▸ **WHAT THE TASK ASKS**
Format the items below as a two-column CSV with the header instruction,answer, one row per item holding its text and its answer, each in a single quoted field with line breaks replaced by spaces. Begin at the line that contains "the white road" and stop after the line that contains "x=432 y=309".

▸ **INPUT ROWS**
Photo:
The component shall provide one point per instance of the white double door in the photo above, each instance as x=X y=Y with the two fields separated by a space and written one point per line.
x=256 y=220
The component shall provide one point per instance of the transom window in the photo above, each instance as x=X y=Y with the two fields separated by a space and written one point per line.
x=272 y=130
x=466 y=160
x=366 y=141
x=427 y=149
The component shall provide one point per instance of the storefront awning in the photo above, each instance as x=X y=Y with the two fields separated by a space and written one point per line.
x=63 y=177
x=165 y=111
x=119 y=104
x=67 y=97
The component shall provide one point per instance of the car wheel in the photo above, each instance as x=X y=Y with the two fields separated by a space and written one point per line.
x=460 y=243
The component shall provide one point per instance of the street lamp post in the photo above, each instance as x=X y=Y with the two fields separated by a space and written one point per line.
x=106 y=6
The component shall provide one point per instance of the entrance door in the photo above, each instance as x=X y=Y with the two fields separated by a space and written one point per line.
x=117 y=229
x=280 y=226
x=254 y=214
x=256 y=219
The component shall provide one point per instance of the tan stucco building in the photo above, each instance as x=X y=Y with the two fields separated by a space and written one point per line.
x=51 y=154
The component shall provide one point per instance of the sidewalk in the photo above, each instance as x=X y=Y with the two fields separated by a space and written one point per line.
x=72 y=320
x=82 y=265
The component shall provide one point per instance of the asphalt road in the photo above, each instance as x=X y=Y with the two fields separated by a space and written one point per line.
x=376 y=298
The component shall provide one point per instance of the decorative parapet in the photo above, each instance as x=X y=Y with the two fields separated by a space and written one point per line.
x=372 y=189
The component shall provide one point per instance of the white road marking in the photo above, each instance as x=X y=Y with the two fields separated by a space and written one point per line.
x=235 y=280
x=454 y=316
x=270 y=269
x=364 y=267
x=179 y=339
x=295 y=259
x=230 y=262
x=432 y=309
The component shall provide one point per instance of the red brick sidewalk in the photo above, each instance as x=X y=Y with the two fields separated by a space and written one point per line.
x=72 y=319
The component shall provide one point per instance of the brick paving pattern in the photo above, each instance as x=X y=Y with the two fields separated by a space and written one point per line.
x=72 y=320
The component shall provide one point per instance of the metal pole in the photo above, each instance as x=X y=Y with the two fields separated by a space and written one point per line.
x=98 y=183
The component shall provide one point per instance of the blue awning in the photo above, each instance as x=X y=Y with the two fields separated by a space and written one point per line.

▸ **FULL ANSWER**
instruction,answer
"The component shall provide one point per instance of the white road marking in the photo above, each instance as x=X y=Y with the two fields separated by a space and written one point per line.","x=235 y=280 x=454 y=316 x=270 y=269 x=364 y=267 x=179 y=339 x=295 y=259 x=230 y=262 x=432 y=309"